The required output is the line with "# point at: the curved" through the final line of the entries, each one exactly as it stands.

· · ·

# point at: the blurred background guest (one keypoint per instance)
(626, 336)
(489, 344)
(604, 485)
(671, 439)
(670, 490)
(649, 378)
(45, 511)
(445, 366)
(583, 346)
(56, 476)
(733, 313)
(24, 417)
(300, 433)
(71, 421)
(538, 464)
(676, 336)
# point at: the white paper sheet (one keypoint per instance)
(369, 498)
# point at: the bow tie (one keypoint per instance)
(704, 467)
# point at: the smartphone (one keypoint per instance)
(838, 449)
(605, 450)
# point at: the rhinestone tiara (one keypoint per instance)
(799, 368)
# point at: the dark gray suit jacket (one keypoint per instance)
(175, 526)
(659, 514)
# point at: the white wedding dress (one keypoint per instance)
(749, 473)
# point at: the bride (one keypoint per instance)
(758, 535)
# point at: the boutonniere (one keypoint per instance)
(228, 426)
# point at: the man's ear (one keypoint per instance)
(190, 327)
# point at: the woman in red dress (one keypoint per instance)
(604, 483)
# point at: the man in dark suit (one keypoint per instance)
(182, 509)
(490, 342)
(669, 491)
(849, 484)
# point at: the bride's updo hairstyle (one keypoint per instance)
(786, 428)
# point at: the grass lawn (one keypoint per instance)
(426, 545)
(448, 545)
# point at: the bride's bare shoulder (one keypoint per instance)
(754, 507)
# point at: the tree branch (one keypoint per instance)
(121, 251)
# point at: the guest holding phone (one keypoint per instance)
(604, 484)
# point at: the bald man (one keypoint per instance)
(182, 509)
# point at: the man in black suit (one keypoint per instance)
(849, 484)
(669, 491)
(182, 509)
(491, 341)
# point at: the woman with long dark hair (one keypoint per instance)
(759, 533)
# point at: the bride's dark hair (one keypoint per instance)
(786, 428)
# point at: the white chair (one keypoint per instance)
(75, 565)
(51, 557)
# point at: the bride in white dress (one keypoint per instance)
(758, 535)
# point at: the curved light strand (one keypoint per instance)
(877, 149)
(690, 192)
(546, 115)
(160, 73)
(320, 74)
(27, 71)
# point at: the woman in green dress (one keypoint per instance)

· · ·

• **RESULT**
# point at: the curved light strand (one keypoint per instance)
(877, 149)
(690, 192)
(546, 115)
(160, 73)
(320, 74)
(27, 71)
# point at: the woman in green dress (one keypoint per instance)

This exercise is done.